Lines

Namespace: dftracer::utils::utilities::fileio::lines

struct Line

Represents a single line of text with metadata.

This structure holds a line’s content along with its line number, enabling easy tracking and processing of lines from various sources.

NOTE: Uses string_view for zero-copy performance. The view is only valid until the next call to next() on the iterator.

Public Functions

inline Line()
inline Line(std::string_view content_, std::size_t line_number_)
inline bool empty() const
inline std::size_t size() const

Public Members

std::string_view content
std::size_t line_number
class LineBytesRange

Type-erased range of lines from byte boundaries.

This class provides a unified interface for iterating over lines within byte ranges from different sources (indexed files, plain files) using std::variant for type erasure. It mirrors the design of LineRange but operates on byte offsets instead of line numbers.

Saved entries
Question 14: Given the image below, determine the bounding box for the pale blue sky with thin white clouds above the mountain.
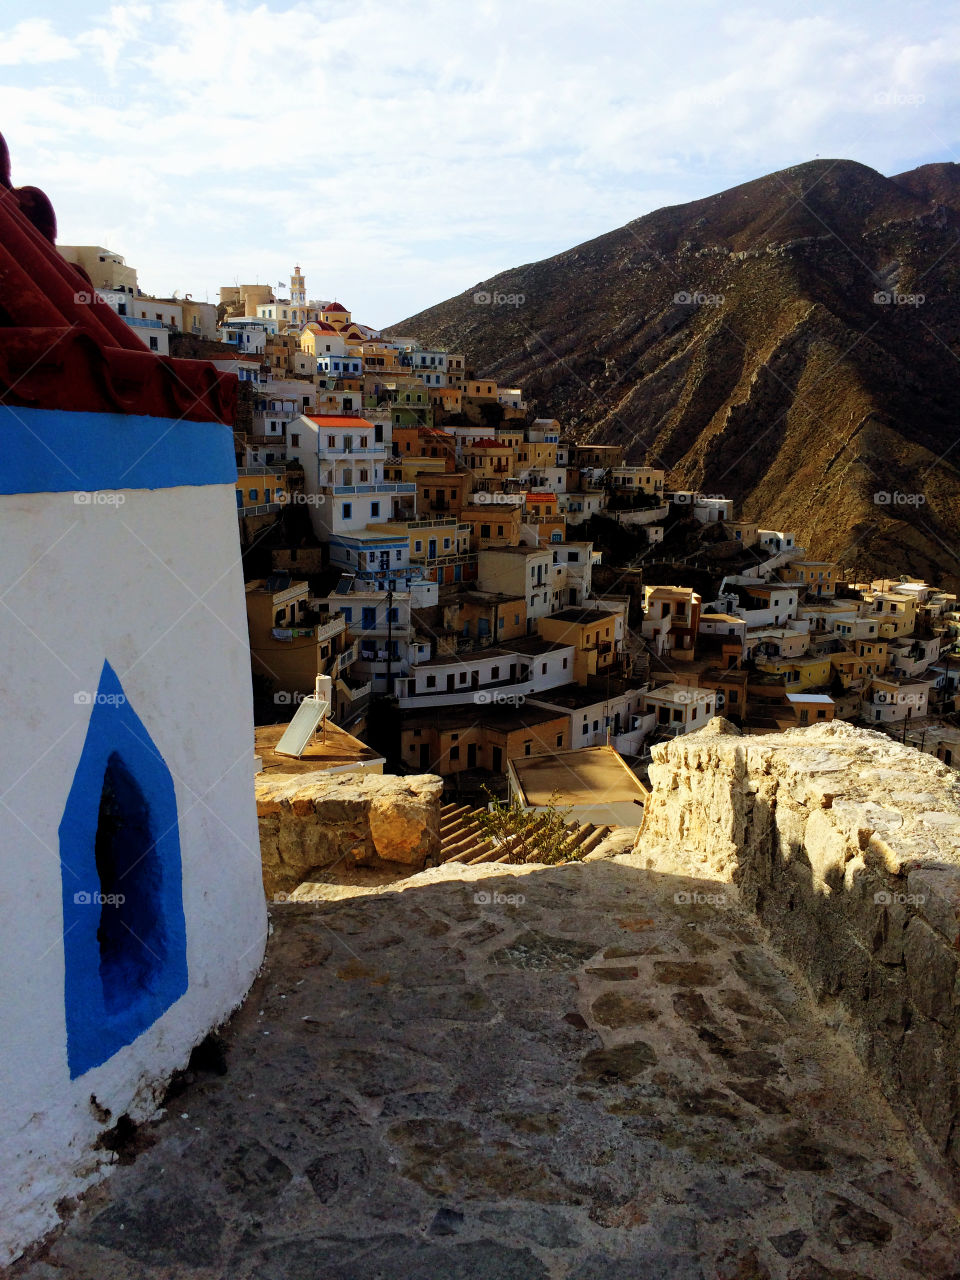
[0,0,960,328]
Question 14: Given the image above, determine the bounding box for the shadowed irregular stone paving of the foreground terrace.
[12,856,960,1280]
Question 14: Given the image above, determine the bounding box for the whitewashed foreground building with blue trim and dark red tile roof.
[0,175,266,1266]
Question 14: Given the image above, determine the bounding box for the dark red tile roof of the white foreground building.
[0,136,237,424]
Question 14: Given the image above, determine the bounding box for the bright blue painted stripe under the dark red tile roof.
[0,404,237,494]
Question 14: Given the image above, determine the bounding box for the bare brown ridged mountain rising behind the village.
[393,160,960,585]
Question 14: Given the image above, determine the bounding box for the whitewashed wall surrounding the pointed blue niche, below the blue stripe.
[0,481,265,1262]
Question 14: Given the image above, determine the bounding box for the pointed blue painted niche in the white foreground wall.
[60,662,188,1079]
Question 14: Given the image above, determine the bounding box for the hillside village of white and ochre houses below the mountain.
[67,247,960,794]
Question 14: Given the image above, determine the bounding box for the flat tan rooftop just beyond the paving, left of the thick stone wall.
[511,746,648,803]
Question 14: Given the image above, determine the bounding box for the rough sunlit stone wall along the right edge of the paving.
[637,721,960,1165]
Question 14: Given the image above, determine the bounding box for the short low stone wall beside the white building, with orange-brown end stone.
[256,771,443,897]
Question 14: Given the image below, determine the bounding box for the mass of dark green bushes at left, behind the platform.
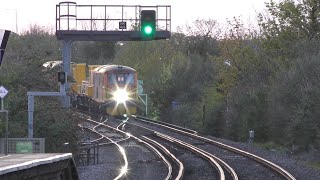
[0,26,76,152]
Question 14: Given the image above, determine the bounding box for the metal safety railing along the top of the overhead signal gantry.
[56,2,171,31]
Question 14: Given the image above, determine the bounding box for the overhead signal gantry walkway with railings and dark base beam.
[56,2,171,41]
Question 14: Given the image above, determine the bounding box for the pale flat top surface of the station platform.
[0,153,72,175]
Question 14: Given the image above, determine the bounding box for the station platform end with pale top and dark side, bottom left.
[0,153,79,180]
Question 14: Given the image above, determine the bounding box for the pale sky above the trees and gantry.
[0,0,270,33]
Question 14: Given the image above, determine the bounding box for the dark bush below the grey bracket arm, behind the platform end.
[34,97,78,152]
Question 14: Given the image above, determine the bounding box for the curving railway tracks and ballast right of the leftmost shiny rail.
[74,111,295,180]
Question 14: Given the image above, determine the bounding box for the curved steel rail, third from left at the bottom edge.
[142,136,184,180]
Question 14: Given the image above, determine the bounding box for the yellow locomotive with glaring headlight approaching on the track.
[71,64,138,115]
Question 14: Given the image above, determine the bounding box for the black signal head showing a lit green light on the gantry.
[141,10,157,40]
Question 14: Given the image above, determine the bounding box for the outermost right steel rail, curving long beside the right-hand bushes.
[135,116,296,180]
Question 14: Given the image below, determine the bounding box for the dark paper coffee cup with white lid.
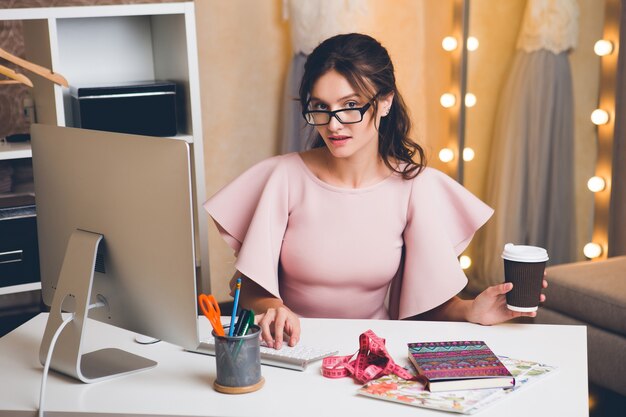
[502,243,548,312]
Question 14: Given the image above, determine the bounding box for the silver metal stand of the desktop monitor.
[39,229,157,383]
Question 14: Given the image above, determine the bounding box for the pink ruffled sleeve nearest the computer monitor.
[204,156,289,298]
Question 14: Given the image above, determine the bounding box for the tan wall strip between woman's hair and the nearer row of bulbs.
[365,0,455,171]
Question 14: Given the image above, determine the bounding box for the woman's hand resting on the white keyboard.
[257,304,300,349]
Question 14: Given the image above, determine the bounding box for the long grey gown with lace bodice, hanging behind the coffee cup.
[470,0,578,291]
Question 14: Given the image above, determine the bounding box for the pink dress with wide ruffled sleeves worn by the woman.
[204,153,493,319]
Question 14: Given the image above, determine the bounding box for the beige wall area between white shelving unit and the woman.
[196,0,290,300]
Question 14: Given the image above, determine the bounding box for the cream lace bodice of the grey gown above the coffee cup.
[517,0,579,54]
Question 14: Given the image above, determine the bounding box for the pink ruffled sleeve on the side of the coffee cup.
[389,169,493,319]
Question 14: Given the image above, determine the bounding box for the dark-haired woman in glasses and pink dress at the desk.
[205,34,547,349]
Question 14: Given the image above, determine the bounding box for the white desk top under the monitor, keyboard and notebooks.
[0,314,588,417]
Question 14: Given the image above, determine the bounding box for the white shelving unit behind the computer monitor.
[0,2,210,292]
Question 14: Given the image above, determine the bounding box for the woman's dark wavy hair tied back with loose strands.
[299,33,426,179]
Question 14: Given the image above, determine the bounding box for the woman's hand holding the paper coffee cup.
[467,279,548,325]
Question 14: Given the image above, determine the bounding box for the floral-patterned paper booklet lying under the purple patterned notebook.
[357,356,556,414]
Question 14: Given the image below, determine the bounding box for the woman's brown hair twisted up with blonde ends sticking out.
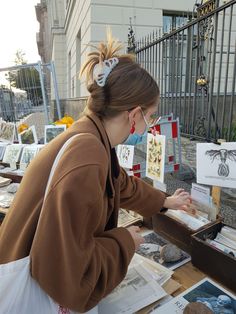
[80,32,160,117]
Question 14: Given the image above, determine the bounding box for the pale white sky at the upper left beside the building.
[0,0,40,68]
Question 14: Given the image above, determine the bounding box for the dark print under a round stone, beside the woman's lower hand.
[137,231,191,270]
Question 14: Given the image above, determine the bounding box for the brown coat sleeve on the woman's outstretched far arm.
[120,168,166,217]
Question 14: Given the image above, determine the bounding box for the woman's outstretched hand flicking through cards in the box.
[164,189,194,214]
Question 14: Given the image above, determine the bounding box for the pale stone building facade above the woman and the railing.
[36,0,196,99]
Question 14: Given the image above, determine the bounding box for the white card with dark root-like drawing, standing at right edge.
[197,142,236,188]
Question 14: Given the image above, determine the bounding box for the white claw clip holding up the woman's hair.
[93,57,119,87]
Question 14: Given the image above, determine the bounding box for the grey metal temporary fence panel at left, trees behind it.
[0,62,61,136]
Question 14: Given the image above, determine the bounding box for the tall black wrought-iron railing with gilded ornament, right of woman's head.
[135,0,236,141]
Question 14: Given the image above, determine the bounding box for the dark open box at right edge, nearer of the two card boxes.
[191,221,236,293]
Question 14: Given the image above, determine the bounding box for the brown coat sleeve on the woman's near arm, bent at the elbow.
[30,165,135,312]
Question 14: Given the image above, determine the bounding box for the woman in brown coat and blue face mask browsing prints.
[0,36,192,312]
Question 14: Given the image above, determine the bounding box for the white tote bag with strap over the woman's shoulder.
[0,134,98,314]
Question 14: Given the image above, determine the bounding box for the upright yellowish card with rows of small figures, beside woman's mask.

Things to do
A. In two sentences, what does the Lines documentation cover?
B. Which public functions does the Lines documentation list for the Line struct?
C. Could you carry on with the Lines documentation from the point where it stops?
These records come from a separate source.

Written answers
A. The Lines documentation describes the Line struct in the dftracer::utils::utilities::fileio::lines namespace, which holds a line's content as a zero-copy string_view along with its line number; the view stays valid only until the next call to next() on the iterator. It also introduces the LineBytesRange class, a type-erased range that uses std::variant to iterate over lines within byte ranges from indexed or plain files, mirroring LineRange but operating on byte offsets instead of line numbers.

B.
- inline Line()
- inline Line(std::string_view content_, std::size_t line_number_)
- inline bool empty() const
- inline std::size_t size() const

C.
Line boundaries are automatically aligned to ensure complete lines.

Usage:

// From indexed file with byte range
auto reader = ReaderFactory::create("file.gz", "/data/.dftindex");
LineBytesRange range1 = LineBytesRange::from_indexed_file(reader, 1000,
5000);

// From plain file with byte range
LineBytesRange range2 = LineBytesRange::from_plain_file("data.txt", 1000,
5000);

// Iterate uniformly
while (range1.has_next()) {
    Line line = range1.next();
    // Process line...
}

Public Types

using Iterator = LineIterator<LineBytesRange>

Public Functions

LineBytesRange() = default

Default constructor creates empty range.

inline bool has_next() const

Check if more lines are available.

inline Line next()

Get the next line.

Throws:

std::runtime_error – if no more lines available

Returns:

Line object with content and line number

inline std::size_t current_position() const

Get the current line position.

inline std::vector<Line> collect()

Collect all remaining lines into a vector.

Returns:

Vector of all lines

inline std::vector<Line> take(std::size_t n)

Collect up to N lines into a vector.

Parameters:

n – Maximum number of lines to collect

Returns:

Vector of up to N lines

template<typename Func>
inline void for_each(Func &&func)

Apply a function to each line.

Parameters:

func – Function to apply to each line

template<typename Predicate>
inline std::vector<Line> filter(Predicate &&predicate)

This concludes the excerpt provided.